* **Document text**:
2. Running Consistency Experiments

Run the following commands from the repository root directory XLingEval/.

  • Generate answers using GPT-3.5

    python consistency/consistency_get_gpt_answer.py --dataset <DATASET> --model <MODEL> --num_answers <NUM_ANSWERS>
    • dataset: select from healthqa, liveqa, medicationqa;
    • model: select from gpt35, gpt4, medalpaca-7b, medalpaca-13b, medalpaca-30b.
    • num_answers: number of answers to generate for each question.

    For example

    python consistency/consistency_get_gpt_answer.py --dataset liveqa --model gpt35 --num_answers 10
  • Translate the answers into English

    python consistency/translate.py --dataset <DATASET> --model <MODEL> --num_answers <NUM_ANSWERS>
  • Evaluate the consistency metrics

  • python consistency/consistency_answer_evaluation.py --dataset <DATASET> --model <MODEL> --num_answers <NUM_ANSWERS>

    For example

    python consistency/consistency_answer_evaluation.py --dataset liveqa --model gpt35

    The results will be saved in outputs/consistency/.

3. Running Verifiability Experiments

Run the following command from the repository root directory XLingEval/. Both GPT-3.5/4 and MedAlpaca models share the same code.

  • Prompt the LLMs to generate answers

    python verifiability/verifiability_get_answer.py --dataset <DATASET> --model <MODEL>
    • dataset: select from healthqa, liveqa, medicationqa;
    • model: select from gpt35, gpt4, medalpaca-7b, medalpaca-13b, medalpaca-30b.

    For example, if you run experiments on LiveQA using the GPT-3.5 model:

    python verifiability/verifiability_get_answer.py --dataset liveqa --model gpt35

    By default, we run the experiments on all languages, including English, Spanish, Chinese, and Hindi.

  • Summarize the verifiability metrics

    python verifiability/verifiability_answer_evaluation.py --dataset <DATASET> --model <MODEL>

    For example, if you run experiments on LiveQA using the GPT-3.5 model:

    python verifiability/verifiability_answer_evaluation.py --dataset liveqa --model gpt35

    The results will be saved in outputs/verifiability/.

Repository Structure

Correctness

  • const.py: Constants used in the experiments.
  • correctness_get_gpt_answer.py: Script to retrieve GPT-3.5-based answers for evaluation.
  • correctness_answer_evaluation.py: Script to evaluate the correctness of llm-generated answers with the ground-truth using GPT-3.5.
  • setup.py: Installation script.
  • utils_chatgpt.py: Utilities for working with GPT-3.5 turbo using OpenAI API.
  • MedAlpaca/correctness_medalpaca_get_answers: Script to retrieve answers from MedAlpaca model.

Consistency

  • consistency_gpt.py & consistency_medalpaca.py: Evaluate the consistency of answers from GPT and MedAlpaca models.
  • data_consistency.py: Data handling for consistency evaluation.
  • prompts.py: Pre-defined prompts for the experiments.
  • statistical_test.py: Perform statistical tests on consistency metrics.
  • eval_consistency.py & eval_language_consistency.py: Summarization scripts for consistency metrics.
  • language_consistency.py: Evaluate language-specific consistency.

Verifiability

  • prompts.py: Pre-defined prompts for verifiability tests.
  • verifiability.py: Main script for verifiability evaluation.
  • summarize_verifiability.py: Summarize verifiability metrics.

Data

  • Houses datasets like HealthQA, LiveQA, and MedicationQA in Excel format.

DataLoader

  • load_data.py: Load and preprocess datasets for evaluation.

Translate

  • translate_chatgpt.py: Script to translate content using ChatGPT.

Utils

  • metrics.py: Evaluation metrics and utility functions.
  • utils_data.py: Data handling utilities.
  • utils_misc.py: Miscellaneous utility functions.

Visual

  • Scripts for visualizing data including line plots, heatmaps, and boxplots.

License

This project is licensed under the Apache License 2.0 - see the LICENSE file for details.

* **What to do**:
**A.** Set down the XLingEval documentation word for word, starting at "The results will be saved in outputs/verifiability/." and ending at "setup.py: Installation script.".
**B.** According to the XLingEval documentation, which languages do the verifiability experiments run on by default?
The entries are not needed for this work.

* **Source material**:

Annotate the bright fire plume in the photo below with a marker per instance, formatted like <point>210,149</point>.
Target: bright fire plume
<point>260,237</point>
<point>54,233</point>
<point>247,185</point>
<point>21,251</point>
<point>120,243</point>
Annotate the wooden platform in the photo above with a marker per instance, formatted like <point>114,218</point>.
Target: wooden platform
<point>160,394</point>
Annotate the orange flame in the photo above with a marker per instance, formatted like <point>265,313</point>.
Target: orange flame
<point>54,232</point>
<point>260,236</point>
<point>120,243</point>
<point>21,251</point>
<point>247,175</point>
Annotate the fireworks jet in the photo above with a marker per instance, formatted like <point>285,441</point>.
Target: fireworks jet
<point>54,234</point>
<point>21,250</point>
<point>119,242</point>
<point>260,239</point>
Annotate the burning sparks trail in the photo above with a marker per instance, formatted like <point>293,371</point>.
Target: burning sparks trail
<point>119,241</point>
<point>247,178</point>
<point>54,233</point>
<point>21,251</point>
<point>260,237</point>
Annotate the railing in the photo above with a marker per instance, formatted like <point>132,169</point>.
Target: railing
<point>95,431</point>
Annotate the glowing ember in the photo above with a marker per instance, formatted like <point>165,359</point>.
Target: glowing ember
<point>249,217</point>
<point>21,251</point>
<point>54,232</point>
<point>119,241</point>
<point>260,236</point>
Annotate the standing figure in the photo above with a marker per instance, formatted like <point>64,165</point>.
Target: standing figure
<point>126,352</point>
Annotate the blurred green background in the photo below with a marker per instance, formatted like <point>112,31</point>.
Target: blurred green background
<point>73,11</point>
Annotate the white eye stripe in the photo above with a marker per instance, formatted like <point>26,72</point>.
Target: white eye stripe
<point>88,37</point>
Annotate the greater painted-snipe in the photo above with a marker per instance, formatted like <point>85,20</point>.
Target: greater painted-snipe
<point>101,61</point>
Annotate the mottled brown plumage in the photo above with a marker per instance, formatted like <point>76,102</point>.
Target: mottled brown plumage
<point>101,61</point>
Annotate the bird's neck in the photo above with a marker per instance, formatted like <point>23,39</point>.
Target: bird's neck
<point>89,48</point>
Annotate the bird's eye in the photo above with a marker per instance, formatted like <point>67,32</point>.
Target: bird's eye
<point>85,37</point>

* **Answers to the problems**:
**A.**
The results will be saved in outputs/verifiability/.

Repository Structure

Correctness

  • const.py: Constants used in the experiments.
  • correctness_get_gpt_answer.py: Script to retrieve GPT-3.5-based answers for evaluation.
  • correctness_answer_evaluation.py: Script to evaluate the correctness of llm-generated answers with the ground-truth using GPT-3.5.
  • setup.py: Installation script.

**B.** English, Spanish, Chinese, and Hindi.